-- Given entries --
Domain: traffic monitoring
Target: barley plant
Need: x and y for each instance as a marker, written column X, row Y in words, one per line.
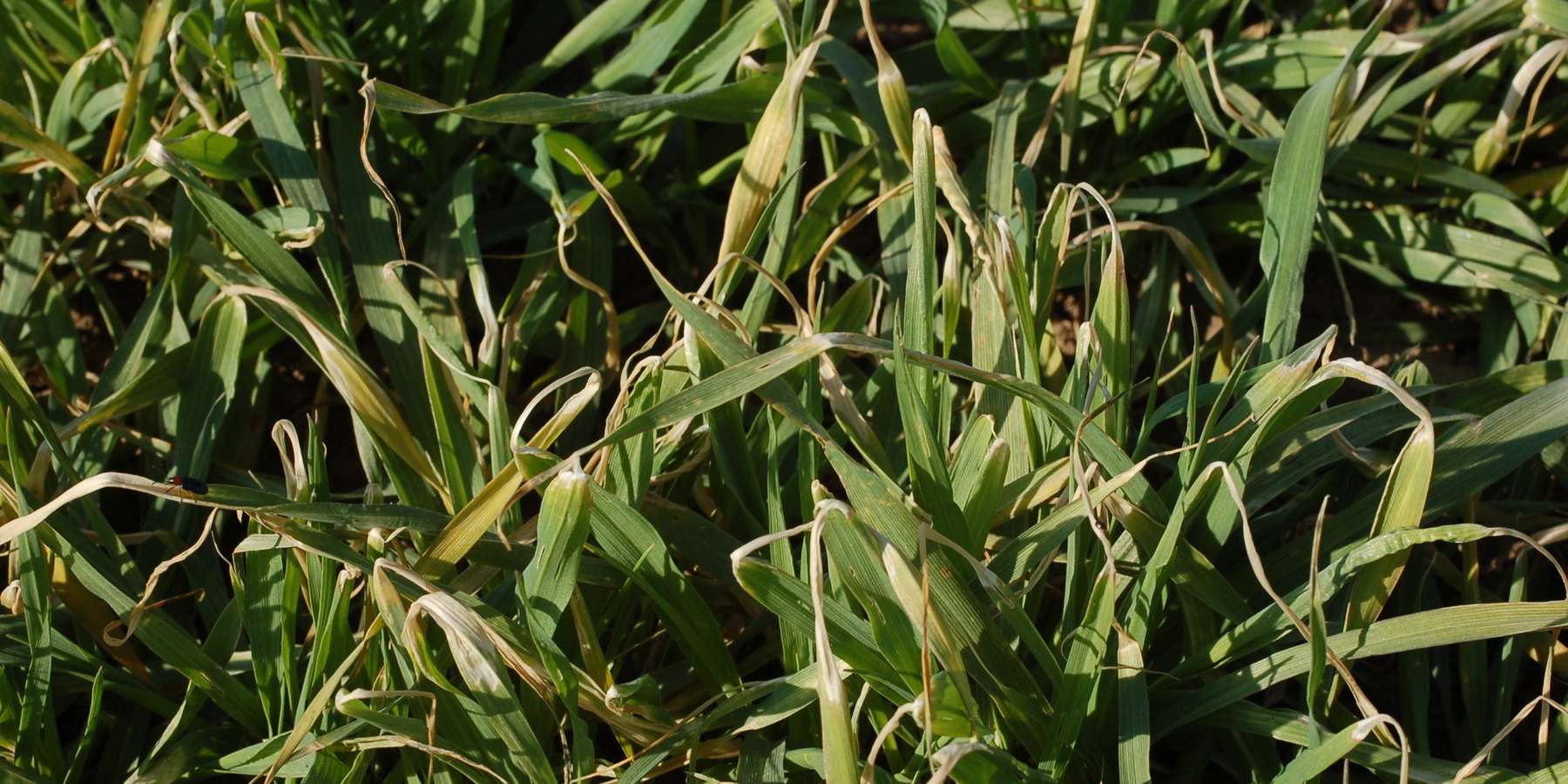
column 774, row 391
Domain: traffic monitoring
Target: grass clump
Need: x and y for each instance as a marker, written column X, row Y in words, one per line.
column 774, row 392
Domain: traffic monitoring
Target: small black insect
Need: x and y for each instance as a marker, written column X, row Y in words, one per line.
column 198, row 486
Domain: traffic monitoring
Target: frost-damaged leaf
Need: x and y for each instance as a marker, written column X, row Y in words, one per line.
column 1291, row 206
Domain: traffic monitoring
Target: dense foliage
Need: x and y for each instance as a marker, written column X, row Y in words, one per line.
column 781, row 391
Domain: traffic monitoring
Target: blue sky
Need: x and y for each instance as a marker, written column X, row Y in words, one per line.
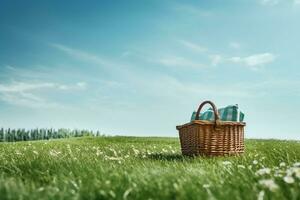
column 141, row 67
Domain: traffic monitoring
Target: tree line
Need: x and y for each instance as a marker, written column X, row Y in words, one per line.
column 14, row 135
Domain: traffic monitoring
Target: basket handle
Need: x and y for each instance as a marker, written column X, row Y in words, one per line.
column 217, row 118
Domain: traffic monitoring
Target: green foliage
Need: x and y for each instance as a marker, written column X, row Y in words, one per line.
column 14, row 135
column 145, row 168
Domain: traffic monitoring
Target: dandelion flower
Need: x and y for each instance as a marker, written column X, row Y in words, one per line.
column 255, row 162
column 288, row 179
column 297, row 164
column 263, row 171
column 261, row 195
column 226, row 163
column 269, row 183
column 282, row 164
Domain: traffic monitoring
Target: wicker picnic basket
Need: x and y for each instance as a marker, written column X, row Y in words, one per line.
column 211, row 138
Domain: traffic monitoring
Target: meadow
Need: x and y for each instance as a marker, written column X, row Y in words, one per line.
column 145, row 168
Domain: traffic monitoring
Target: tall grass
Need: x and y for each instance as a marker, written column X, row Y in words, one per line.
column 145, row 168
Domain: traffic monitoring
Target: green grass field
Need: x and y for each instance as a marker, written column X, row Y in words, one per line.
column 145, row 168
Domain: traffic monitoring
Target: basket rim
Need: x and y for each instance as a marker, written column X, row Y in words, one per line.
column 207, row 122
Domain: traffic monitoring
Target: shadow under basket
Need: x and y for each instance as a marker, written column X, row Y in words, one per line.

-- Activity --
Go through the data and gather every line that holds "grass".

-- Response area --
Target: grass clump
Target: tall grass
Target: green grass field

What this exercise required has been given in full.